--- PROVIDED PASSAGE ---
TD-LTE base station performance testing techniques based on HARQ

0 Introduction

LTE (Long Term Evolution) technology is the main direction of the evolution of the third generation of mobile communications. As an advanced technology, the LTE system has great advantages in improving peak data rate, cell edge rate, spectrum utilization, control plane and user plane latency, and reducing operation and network construction costs. At the same time, the LTE system can coexist with the existing system (2G/2.5G/3G) and achieve smooth evolution. The LTE

system is divided into frequency division duplex (FDD) and time division duplex (TDD) according to the duplex mode. Among them, the LTE-TDD standard has many advantages over the FDD standard, such as flexible spectrum utilization and support for asymmetric services. It is an international standard promoted by the Chinese communications industry.

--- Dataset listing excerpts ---
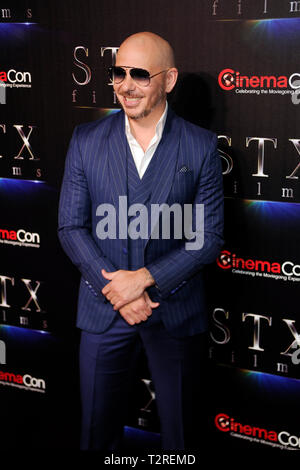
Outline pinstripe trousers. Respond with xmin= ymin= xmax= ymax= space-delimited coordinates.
xmin=80 ymin=315 xmax=207 ymax=452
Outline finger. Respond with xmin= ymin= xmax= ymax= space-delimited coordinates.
xmin=121 ymin=313 xmax=135 ymax=325
xmin=101 ymin=269 xmax=117 ymax=279
xmin=145 ymin=291 xmax=160 ymax=308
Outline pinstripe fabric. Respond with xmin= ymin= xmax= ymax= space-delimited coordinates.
xmin=58 ymin=109 xmax=223 ymax=336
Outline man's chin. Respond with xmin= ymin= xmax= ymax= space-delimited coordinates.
xmin=123 ymin=107 xmax=151 ymax=120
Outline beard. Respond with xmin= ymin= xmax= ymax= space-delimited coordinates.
xmin=117 ymin=85 xmax=166 ymax=120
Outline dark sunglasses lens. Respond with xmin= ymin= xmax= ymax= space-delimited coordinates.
xmin=130 ymin=69 xmax=150 ymax=86
xmin=110 ymin=67 xmax=126 ymax=83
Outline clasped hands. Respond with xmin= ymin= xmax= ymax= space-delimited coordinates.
xmin=101 ymin=268 xmax=159 ymax=325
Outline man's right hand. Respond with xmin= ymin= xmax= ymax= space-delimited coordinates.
xmin=119 ymin=291 xmax=159 ymax=325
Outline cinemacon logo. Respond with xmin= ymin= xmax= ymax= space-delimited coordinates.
xmin=0 ymin=228 xmax=40 ymax=245
xmin=0 ymin=370 xmax=46 ymax=392
xmin=217 ymin=250 xmax=300 ymax=277
xmin=215 ymin=413 xmax=300 ymax=448
xmin=0 ymin=69 xmax=31 ymax=83
xmin=218 ymin=69 xmax=300 ymax=91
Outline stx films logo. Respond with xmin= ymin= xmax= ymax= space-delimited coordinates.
xmin=209 ymin=307 xmax=300 ymax=378
xmin=72 ymin=45 xmax=119 ymax=106
xmin=0 ymin=275 xmax=48 ymax=330
xmin=0 ymin=123 xmax=43 ymax=180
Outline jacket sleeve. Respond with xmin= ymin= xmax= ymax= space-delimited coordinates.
xmin=58 ymin=127 xmax=116 ymax=302
xmin=145 ymin=134 xmax=224 ymax=298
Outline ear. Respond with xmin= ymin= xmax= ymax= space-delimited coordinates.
xmin=166 ymin=67 xmax=178 ymax=93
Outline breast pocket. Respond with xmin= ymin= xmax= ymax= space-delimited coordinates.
xmin=168 ymin=170 xmax=195 ymax=204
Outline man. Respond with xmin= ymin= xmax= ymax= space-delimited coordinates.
xmin=59 ymin=32 xmax=223 ymax=451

--- WHAT THIS TASK INVOLVES ---
Supply the next part of the passage on HARQ-based TD-LTE base station performance testing, starting after its final sentence.

--- OUTPUT ---
System throughput is an important indicator to measure the comprehensive performance of TD-LTE base stations. The throughput test requires real-time feedback and dynamic adjustment between the base station (eNB) and the test instrument (simulated UE). The test instrument not only needs to be able to generate TD-LTE uplink signals that meet the 3GPP standard, but also needs to simulate the corresponding channel fading model and adjust the coding redundancy factor of the transmitted signal in real time according to the ACK/NACK instructions sent by the base station to simulate the real communication environment. This solution uses Agilent's baseband signal generator and channel emulator N5106A PXB or Agilent's latest signal generator N5182B/N5172B as the test platform. The TD-LTE test signal is generated by the Real-time version of Signal Studio N7625 for LTE TDD and sent to the base station for decoding after channel fading, so that the base station throughput can be counted.

1 HARQ Test Principle

1.1 Uplink HARQ Method
The LTE system will use synchronous non-adaptive HARQ technology in the uplink. Although asynchronous adaptive HARQ technology has higher scheduling flexibility than synchronous non-adaptive technology, the latter requires less signaling overhead. Due to the complexity of the uplink, the interference from users in other cells is uncertain, so the base station cannot accurately estimate the actual signal-to-interference ratio (SINR) value of each user. Due to the inaccuracy of SINR values, the uplink selection of modulation and coding mode (MCS) is not accurate enough, so the HARQ technology is more relied on to ensure the performance of the system. Therefore, the average transmission number of the uplink will be higher than that of the downlink. Therefore, considering the overhead of control signaling, synchronous non-adaptive HARQ technology is used in the uplink.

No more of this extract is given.